--- START Materials provided ---

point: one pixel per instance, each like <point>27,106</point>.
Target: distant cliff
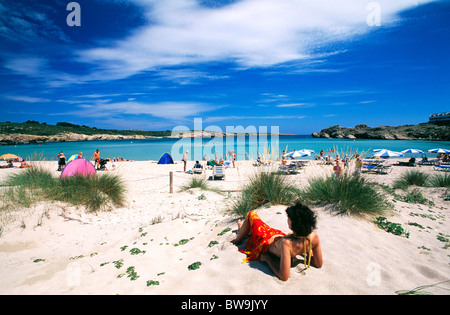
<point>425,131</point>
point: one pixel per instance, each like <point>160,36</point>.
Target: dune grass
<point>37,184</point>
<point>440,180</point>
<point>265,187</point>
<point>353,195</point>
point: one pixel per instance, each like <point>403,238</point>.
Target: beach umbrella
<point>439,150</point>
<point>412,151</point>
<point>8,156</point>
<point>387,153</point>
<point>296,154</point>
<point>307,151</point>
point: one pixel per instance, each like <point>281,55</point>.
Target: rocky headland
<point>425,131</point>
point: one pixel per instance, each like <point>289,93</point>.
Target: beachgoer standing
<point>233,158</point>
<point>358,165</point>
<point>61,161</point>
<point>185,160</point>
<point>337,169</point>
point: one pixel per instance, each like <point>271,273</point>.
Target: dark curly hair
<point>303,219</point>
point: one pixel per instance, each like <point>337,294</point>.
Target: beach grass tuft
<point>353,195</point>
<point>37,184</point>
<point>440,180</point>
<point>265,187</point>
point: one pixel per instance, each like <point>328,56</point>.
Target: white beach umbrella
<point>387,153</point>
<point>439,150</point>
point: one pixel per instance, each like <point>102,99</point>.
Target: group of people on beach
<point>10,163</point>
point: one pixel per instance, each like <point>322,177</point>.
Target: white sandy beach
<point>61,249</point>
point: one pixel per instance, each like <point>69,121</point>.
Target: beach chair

--- END Materials provided ---

Requirement: Copy the records starting at the line that contains "point: one pixel per instance, each like <point>69,121</point>." and ending at the end of the records, substituting "deck chair" for "beach chair" and changing nothing else.

Final result:
point: one pixel per instance, each like <point>69,121</point>.
Target: deck chair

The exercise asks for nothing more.